Problem statement — Display each of the lines below that contains the string "digit".

(Saved data entries)
_ _ _

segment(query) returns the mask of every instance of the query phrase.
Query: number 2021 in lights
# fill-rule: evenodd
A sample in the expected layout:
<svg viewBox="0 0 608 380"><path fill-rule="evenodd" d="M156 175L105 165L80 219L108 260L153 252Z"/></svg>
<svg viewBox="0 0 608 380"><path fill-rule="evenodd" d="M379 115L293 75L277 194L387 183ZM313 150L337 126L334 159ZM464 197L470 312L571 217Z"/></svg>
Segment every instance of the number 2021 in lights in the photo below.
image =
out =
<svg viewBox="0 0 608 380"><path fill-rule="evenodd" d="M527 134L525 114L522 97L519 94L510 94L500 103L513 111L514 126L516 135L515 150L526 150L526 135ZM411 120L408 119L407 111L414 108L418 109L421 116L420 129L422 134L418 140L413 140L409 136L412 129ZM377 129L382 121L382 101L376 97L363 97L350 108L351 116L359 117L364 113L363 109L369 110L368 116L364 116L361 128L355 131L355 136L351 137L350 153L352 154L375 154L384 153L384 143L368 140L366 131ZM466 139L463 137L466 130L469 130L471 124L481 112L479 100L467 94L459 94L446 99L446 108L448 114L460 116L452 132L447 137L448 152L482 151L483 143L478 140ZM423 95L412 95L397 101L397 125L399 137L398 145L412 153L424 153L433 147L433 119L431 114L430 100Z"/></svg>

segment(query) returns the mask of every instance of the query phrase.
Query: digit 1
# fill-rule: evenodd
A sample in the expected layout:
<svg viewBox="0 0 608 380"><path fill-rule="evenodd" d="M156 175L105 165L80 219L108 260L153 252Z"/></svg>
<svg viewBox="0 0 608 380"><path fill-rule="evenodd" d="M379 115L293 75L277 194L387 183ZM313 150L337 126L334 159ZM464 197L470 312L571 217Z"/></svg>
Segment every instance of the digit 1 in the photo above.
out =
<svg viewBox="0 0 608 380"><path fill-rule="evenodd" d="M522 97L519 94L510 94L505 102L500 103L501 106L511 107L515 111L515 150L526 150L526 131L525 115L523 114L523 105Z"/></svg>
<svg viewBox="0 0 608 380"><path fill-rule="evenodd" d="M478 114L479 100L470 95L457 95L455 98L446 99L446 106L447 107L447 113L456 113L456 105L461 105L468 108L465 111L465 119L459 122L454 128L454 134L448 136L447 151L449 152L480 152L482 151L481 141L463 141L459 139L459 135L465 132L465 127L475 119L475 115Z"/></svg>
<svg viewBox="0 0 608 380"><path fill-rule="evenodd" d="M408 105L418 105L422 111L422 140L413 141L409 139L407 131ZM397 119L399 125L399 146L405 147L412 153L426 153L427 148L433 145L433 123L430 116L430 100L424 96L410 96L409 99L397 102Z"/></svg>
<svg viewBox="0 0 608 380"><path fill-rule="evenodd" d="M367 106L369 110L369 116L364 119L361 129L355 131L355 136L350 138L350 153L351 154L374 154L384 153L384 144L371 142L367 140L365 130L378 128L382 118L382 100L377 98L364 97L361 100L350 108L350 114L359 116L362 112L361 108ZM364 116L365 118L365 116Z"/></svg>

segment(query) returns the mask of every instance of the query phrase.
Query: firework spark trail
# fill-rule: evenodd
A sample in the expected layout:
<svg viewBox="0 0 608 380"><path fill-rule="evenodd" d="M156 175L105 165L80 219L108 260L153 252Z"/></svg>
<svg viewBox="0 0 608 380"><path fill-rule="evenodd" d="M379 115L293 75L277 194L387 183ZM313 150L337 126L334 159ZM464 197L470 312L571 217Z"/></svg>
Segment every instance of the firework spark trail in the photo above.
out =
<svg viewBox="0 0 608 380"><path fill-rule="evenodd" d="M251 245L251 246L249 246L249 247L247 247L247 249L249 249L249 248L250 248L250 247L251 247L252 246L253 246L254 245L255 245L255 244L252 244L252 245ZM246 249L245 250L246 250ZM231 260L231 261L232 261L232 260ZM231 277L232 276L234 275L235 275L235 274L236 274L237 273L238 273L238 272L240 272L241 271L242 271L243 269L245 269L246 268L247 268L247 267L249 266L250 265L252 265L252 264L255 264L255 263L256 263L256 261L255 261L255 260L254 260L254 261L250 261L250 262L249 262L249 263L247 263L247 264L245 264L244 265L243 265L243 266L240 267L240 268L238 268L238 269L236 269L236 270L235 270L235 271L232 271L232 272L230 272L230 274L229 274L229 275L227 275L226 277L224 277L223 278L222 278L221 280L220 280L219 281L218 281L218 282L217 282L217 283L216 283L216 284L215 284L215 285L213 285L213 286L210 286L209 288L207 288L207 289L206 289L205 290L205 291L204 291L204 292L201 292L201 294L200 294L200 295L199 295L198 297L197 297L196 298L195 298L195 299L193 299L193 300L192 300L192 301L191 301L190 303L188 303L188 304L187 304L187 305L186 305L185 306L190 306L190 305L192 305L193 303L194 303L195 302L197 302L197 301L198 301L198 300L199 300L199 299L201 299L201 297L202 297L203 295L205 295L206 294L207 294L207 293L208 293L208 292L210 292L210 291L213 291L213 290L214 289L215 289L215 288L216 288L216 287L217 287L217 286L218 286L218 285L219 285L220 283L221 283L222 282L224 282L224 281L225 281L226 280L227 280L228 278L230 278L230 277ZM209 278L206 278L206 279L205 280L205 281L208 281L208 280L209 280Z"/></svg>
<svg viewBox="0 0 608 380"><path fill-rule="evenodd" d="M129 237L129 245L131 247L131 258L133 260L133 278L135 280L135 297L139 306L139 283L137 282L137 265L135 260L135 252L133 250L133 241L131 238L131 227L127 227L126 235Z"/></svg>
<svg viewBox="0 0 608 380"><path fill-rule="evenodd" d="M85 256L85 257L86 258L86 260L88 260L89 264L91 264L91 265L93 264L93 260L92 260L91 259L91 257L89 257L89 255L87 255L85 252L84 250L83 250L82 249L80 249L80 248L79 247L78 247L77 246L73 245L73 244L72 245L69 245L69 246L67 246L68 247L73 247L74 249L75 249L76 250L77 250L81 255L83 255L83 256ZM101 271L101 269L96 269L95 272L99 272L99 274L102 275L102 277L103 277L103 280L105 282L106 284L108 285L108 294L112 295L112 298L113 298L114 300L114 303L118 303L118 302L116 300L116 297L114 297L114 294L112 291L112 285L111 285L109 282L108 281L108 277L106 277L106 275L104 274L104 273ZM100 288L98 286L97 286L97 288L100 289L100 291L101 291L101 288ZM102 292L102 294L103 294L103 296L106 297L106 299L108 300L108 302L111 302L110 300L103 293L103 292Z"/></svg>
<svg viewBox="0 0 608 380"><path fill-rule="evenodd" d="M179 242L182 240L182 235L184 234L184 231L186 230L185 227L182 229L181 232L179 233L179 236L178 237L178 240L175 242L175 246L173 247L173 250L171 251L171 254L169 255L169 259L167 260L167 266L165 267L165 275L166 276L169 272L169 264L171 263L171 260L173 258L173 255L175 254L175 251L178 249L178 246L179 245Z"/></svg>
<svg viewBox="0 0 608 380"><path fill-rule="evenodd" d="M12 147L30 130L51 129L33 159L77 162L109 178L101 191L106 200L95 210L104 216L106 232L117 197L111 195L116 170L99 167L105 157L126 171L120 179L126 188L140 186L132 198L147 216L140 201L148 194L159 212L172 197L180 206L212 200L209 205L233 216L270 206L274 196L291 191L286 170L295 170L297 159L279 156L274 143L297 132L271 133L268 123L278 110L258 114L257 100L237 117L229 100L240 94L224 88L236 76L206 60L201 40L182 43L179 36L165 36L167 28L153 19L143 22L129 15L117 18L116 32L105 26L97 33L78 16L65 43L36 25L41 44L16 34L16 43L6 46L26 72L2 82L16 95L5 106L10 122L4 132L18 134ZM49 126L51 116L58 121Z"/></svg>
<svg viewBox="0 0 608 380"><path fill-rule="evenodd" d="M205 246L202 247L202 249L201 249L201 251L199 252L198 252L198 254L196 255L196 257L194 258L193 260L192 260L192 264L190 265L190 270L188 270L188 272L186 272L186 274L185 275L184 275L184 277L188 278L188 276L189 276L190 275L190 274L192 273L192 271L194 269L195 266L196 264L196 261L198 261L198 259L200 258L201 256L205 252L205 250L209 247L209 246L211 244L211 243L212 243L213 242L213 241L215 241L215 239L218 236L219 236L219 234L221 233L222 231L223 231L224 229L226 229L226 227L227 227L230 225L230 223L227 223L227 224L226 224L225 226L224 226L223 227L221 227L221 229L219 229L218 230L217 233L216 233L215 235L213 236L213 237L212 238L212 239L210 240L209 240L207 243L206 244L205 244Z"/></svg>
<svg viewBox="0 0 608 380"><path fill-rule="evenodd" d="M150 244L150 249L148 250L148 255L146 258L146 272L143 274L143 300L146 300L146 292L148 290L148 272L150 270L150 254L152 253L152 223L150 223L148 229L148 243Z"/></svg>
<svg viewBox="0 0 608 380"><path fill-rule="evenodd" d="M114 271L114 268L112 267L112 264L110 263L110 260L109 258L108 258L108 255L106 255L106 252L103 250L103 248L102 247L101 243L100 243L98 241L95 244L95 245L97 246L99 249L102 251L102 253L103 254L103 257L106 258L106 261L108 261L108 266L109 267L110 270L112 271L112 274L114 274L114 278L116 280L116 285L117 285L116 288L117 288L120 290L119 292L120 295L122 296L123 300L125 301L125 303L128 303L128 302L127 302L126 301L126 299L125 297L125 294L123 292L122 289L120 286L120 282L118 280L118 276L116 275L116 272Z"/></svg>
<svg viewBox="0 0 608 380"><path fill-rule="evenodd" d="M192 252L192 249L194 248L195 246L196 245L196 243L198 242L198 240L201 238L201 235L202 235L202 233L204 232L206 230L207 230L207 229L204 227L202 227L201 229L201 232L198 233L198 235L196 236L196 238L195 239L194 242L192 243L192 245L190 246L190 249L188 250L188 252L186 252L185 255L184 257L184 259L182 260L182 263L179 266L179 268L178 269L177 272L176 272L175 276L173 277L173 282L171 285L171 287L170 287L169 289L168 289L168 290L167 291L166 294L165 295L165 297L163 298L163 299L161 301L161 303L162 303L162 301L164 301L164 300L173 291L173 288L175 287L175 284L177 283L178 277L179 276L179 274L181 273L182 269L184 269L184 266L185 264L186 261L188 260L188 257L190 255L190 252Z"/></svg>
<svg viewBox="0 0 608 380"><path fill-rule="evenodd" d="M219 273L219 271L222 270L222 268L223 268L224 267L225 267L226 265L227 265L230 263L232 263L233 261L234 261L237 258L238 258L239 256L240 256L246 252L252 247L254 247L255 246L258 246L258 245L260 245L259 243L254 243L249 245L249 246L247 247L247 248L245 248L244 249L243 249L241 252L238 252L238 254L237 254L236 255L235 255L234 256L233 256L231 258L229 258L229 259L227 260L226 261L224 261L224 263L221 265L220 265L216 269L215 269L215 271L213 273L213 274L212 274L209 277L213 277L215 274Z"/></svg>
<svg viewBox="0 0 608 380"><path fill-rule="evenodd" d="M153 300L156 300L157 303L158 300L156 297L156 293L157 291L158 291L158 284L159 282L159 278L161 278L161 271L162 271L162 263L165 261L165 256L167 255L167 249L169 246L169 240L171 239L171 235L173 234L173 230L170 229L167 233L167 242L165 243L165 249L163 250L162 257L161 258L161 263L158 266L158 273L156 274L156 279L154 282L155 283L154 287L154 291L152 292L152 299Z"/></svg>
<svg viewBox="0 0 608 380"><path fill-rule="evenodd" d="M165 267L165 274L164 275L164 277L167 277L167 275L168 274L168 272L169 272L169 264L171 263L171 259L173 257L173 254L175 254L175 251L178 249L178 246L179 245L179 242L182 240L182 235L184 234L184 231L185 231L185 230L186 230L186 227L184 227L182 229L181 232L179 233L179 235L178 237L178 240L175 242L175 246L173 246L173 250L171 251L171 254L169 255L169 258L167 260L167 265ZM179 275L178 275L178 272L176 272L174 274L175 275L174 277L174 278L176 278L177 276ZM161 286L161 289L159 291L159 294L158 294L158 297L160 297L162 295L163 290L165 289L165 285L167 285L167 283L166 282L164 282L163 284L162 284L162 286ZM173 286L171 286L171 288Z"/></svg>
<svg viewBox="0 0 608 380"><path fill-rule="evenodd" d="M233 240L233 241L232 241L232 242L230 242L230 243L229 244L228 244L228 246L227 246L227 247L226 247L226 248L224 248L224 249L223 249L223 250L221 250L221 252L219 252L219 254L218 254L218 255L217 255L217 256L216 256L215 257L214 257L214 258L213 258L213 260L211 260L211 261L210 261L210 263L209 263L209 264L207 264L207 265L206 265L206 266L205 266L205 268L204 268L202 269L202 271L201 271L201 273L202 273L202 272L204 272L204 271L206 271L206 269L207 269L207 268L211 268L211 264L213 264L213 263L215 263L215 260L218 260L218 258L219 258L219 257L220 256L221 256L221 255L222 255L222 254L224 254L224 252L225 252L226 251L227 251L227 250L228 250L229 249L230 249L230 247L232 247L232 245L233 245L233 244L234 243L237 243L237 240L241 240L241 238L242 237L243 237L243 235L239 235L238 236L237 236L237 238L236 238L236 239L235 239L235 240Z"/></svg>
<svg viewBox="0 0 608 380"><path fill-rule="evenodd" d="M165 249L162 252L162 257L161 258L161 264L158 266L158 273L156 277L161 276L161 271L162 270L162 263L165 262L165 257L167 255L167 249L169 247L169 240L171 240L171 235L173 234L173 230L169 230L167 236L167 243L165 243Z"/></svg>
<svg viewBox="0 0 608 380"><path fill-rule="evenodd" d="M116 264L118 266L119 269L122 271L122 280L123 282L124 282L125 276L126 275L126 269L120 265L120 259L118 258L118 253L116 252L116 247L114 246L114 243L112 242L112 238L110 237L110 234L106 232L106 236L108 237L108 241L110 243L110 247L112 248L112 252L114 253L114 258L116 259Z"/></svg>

_ _ _

Result of this exercise —
Query: digit 1
Segment every instance of the digit 1 in the photo above.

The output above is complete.